WRITTEN REQUEST -> Count the lines in the listing below that contain the word "outline" and give only that number.

MATERIAL SUPPLIED ->

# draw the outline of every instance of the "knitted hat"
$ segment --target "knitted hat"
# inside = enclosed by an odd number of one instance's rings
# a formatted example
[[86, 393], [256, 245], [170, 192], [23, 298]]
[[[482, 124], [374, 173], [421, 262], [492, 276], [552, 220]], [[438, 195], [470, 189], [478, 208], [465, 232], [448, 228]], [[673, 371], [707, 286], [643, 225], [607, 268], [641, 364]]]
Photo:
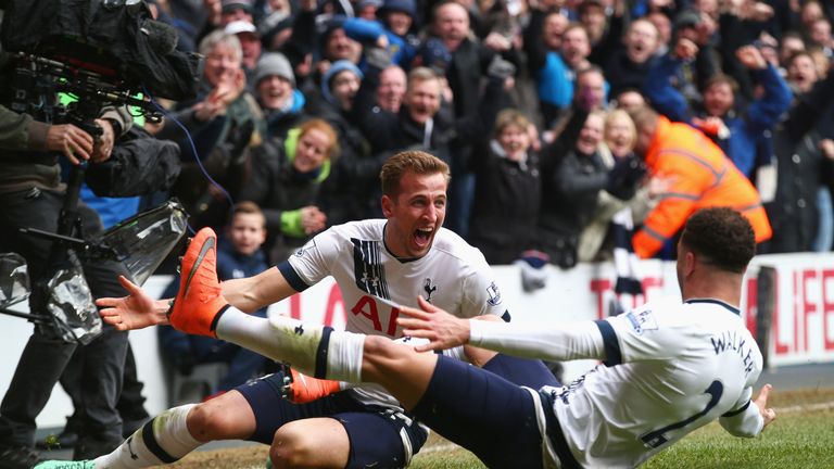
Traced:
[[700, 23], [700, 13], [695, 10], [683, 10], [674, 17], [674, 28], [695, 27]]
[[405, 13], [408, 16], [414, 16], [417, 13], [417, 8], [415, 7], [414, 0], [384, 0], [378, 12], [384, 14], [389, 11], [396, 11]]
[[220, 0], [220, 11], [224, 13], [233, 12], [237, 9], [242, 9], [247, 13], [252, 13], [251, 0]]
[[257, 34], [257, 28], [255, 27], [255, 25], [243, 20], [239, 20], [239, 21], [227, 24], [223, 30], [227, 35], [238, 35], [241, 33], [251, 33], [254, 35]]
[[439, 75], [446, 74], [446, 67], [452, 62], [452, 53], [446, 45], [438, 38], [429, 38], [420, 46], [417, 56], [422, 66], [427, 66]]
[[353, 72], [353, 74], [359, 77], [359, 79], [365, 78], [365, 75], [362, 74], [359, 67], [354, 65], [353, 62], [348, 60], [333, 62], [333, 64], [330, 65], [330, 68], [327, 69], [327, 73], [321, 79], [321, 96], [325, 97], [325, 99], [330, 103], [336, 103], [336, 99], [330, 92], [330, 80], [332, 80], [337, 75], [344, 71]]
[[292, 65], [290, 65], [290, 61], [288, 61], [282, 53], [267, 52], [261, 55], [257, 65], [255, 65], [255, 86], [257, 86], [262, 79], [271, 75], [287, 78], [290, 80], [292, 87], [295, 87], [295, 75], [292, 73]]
* * *
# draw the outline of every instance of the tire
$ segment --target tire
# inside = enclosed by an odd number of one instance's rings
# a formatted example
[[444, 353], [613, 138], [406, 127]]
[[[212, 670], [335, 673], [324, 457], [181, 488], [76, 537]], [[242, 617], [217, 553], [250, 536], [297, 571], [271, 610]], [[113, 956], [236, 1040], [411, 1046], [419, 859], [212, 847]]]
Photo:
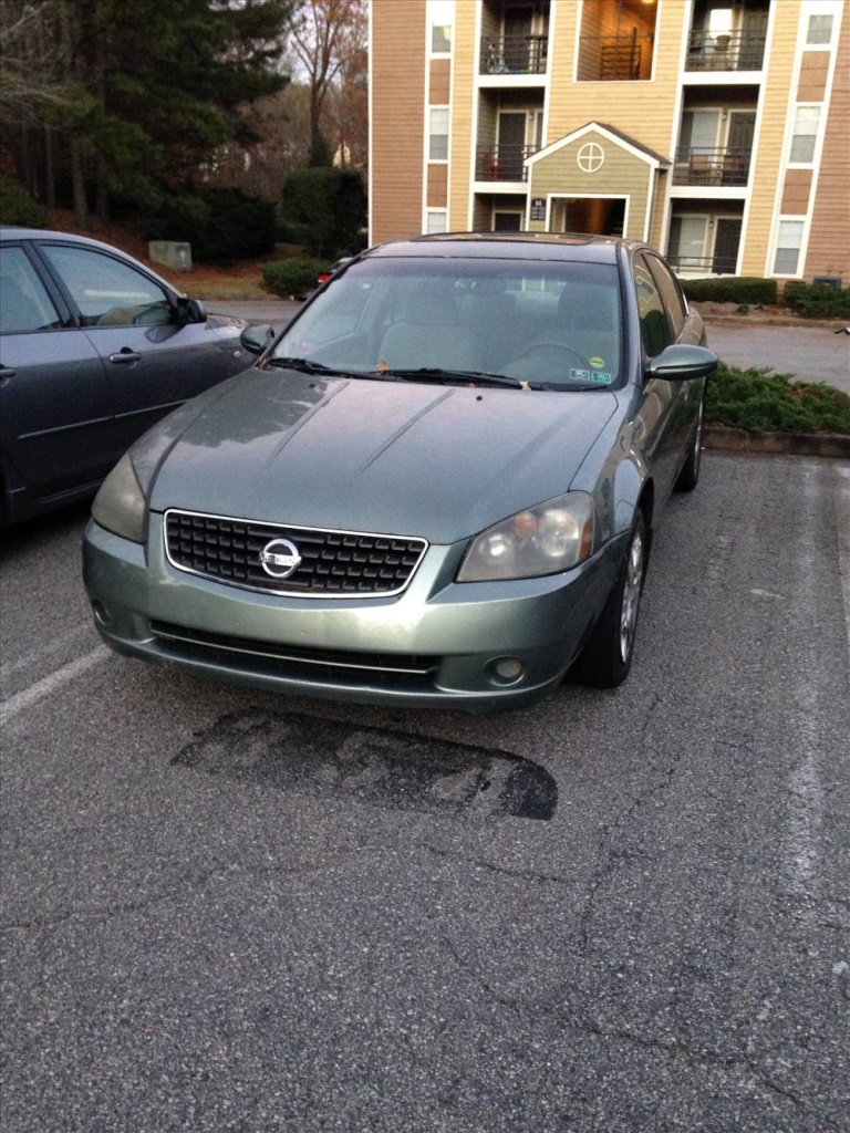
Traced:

TASK ANSWER -> 2